Try it:
Please retype the records below exactly as they appear, leaving out every picture.

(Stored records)
____________________
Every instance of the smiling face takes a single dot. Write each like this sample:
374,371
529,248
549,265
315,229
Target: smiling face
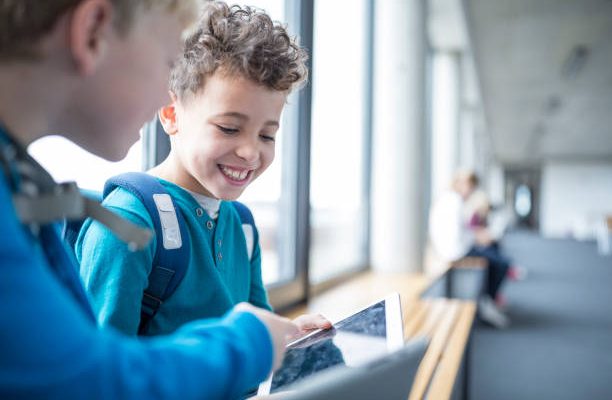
222,137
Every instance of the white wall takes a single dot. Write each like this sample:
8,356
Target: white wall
574,197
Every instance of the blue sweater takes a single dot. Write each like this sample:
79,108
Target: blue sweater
219,274
51,348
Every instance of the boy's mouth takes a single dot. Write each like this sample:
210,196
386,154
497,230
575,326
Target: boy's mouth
234,174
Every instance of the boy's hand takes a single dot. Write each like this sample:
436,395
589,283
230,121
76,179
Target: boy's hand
309,322
281,329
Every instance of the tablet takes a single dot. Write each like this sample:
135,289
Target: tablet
353,341
397,370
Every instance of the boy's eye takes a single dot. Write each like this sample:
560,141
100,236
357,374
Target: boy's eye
226,130
267,138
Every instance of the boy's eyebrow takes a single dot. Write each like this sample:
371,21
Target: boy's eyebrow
244,117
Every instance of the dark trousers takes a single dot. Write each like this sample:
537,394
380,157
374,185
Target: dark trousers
498,266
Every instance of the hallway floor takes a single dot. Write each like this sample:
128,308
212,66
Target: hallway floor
559,344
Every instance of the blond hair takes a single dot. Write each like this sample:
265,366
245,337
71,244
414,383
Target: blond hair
239,42
25,22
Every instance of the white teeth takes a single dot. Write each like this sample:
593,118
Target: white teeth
237,175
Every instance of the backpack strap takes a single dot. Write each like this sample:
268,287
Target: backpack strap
173,244
248,226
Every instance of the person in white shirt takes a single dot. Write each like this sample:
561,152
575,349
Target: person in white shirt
452,238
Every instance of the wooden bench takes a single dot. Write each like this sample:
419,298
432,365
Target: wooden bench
604,236
446,322
461,279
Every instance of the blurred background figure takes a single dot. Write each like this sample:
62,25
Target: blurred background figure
458,229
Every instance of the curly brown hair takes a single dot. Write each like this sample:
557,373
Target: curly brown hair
25,22
239,42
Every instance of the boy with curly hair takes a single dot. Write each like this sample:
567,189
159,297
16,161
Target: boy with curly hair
94,71
227,94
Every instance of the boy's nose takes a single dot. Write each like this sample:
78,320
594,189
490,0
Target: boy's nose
248,150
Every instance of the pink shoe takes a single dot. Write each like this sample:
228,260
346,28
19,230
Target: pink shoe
501,302
516,273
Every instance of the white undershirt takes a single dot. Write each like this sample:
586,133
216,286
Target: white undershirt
210,205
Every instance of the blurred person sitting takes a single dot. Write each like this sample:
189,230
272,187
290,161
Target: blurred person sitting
453,237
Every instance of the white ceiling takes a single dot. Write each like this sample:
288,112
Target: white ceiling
535,111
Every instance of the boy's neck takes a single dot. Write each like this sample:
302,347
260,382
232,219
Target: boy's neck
172,170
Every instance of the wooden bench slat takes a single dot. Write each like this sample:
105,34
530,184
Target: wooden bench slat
434,351
441,387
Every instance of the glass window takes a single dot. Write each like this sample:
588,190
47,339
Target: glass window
89,171
338,203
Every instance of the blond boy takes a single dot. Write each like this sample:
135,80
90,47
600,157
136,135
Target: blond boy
227,91
93,71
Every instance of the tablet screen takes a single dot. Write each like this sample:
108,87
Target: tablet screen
352,341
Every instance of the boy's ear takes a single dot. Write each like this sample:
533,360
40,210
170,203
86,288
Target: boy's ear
90,25
167,117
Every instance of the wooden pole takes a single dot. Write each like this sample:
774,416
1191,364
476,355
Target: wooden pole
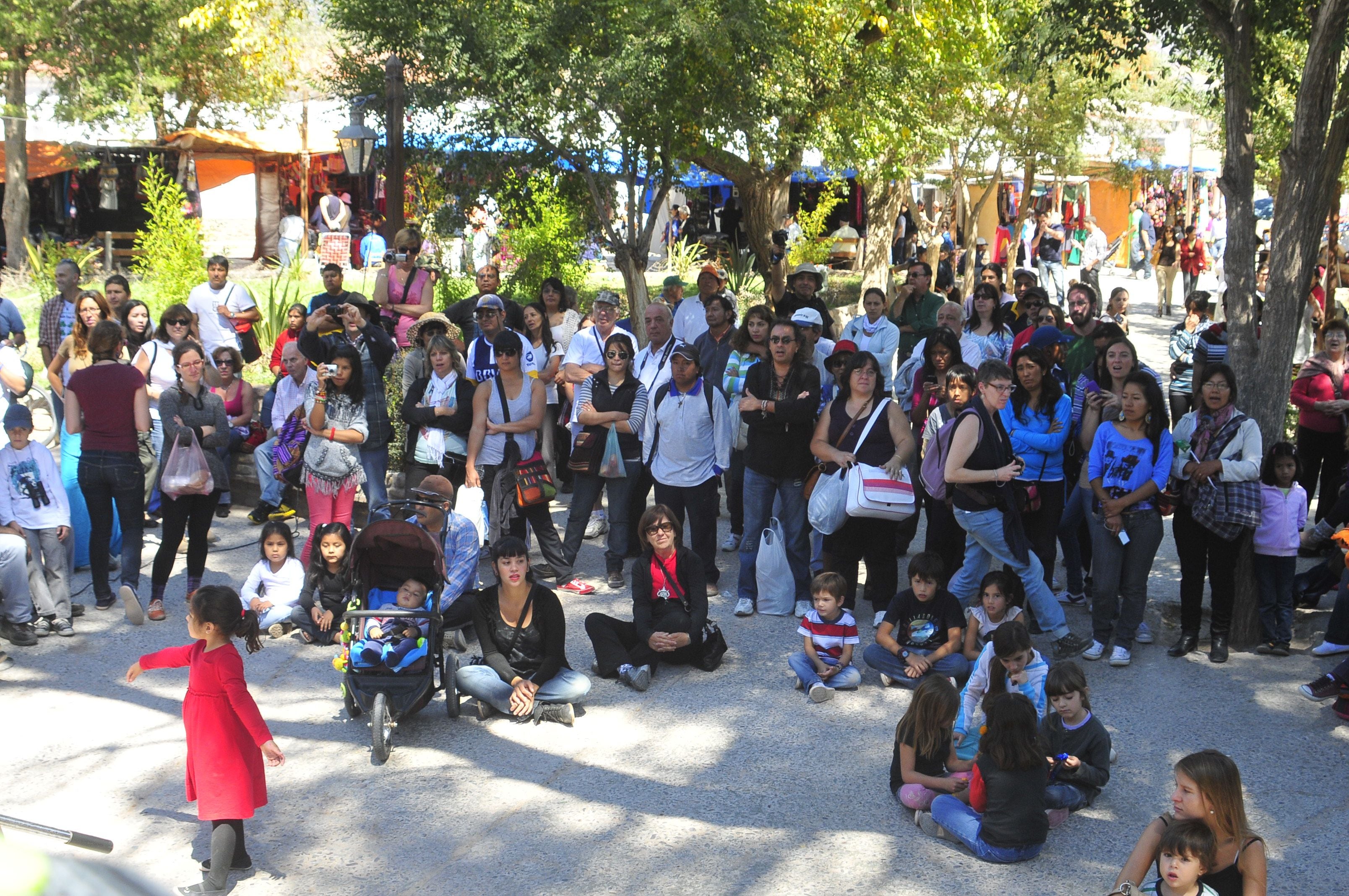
394,99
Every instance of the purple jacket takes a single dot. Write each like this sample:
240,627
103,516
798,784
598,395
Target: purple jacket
1282,516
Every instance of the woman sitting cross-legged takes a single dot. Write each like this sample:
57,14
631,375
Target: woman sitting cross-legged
669,608
523,632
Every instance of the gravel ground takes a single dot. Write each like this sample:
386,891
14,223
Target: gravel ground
719,783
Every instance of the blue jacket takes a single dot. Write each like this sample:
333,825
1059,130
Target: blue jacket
1035,444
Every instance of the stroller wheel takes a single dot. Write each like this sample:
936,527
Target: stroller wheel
381,729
____________________
Exercise response:
Every instance of the smiling face takes a single dot. Write each like this sample:
374,371
529,248
549,265
315,229
Target: smiling face
222,137
Every instance of the white wall takes a single dot. Write each like this sample:
8,356
Target: white wall
574,197
Every instance of the blue sweater takes a single dot. Write each like this sample:
79,108
Target: blue sweater
219,274
51,348
Every instance of the boy's mouth takes a single dot. Write each like this sample:
210,196
386,154
497,230
575,326
Target: boy's mouth
234,174
Every instance of the boy's hand takes a single dot. Write each like this sample:
436,395
589,283
230,121
76,179
Target: boy's hand
309,322
281,329
Every instance of the tablet takes a single dot. Write each like this sample:
135,289
Target: tablet
353,341
397,370
Every instance of the boy's eye takes a single dot. Write each like this sample:
560,141
100,236
357,374
Target: boy's eye
226,130
267,138
Every instance of the boy's eyebrow takes a single dot. Write each like this sample:
371,21
Target: boy's eyebrow
244,117
Every instance of the dark trousers takes a single dot. Write each like this sample:
537,394
380,157
374,185
Target: dark trousers
498,266
Every instance of the hallway floor takes a single dot. Write each like this sample:
128,308
212,66
Target: hallway floor
559,344
Every instance of the blond hair takes a single dot. Write each like this sample:
265,366
245,337
71,244
414,383
Target: blond hair
239,42
25,22
Every instance of the white teeth takes a single dot. Write each like this sample:
593,118
Target: white teeth
237,175
Every instance of the backpack strap takes a single dot. Write each like this sample:
268,287
Target: backpack strap
173,244
248,226
Every instance of the person in white shirt takes a single dot. Write each like this sample:
561,152
575,349
Target: person in white shirt
452,238
Every instance of the wooden bench takes a single dot. Write each like this sample:
419,298
432,365
Target: wooden bench
604,236
446,322
461,279
Every instance of the blurred background figure takes a single dot. Write each like this sample:
62,25
Target: blurred background figure
458,229
Every instance of the curly brown hair takes a single dot. Write each like this sample:
557,373
Target: curly brown hair
25,22
239,42
Every instance of the boy with curly hair takes a single dot. Write each like this sample:
567,189
159,297
16,161
Target: boy with curly hair
94,71
227,94
Every instance of the boy's nose takes a single dot. Write each like this sample:
78,320
594,189
490,0
Target: boy's nose
248,150
Every instance of the pink shoe takes a single dot. Write each like this sample:
228,260
346,28
19,230
Target: pink shoe
501,302
516,273
Every instance of the white undershirt takes a single dot. Write each like this sample:
586,133
216,286
Target: white undershirt
210,205
Every instance of the blurred person sitting takes a single dot. Write each like this sample:
189,230
272,187
290,161
Target: blurred person sitting
453,237
Every instance of the white ceiling takes a single dot. Write each like this sample:
288,112
Target: white ceiling
535,111
Every instance of the boy's neck takes a single dot. Write each like this sample:
302,347
260,382
232,219
Target: boy's neck
172,170
Every instance of the wooden bench slat takes a single dot. Write each like this sample:
105,34
530,184
Target: wooden bench slat
434,351
441,387
Every instance of the glass window takes a single dot. Write each like this sample:
588,190
47,339
Target: glass window
89,171
338,203
Every instance of the blond boy takes a single dot. Write each like this sample:
135,80
90,47
600,157
136,135
Target: blond boy
227,91
93,71
Every instance of the tablet screen takes a single dot. Write each like this sample:
108,87
Target: tablet screen
352,341
Every instance of the boy's ear takes a single dot. Write each like this sample:
533,360
40,210
170,203
86,288
Target: boy's ear
90,25
167,117
Every instance of the wooden pole takes a single dot. Write each like this sample:
774,416
1191,364
476,355
Target: wooden pole
394,99
Every instance of the purple jacket takes a single dot. Write each like this sample:
240,627
103,516
798,784
598,395
Target: purple jacket
1282,516
Every instance of the woman sitting cross-legged takes a single dot. Write each like this sample:
57,14
631,375
Target: woman sitting cross-legged
669,608
523,632
Every instance of the gravel ground takes a single dot. Write each like this sample:
386,891
14,223
Target: gravel ground
719,783
Every instance of the blue jacket takes a single dot. Write each like this sample:
333,825
1059,130
Target: blue jacket
1035,444
Every instance of the stroller wheel takes a single dot. Write each like this sample:
936,527
Target: stroller wheel
381,729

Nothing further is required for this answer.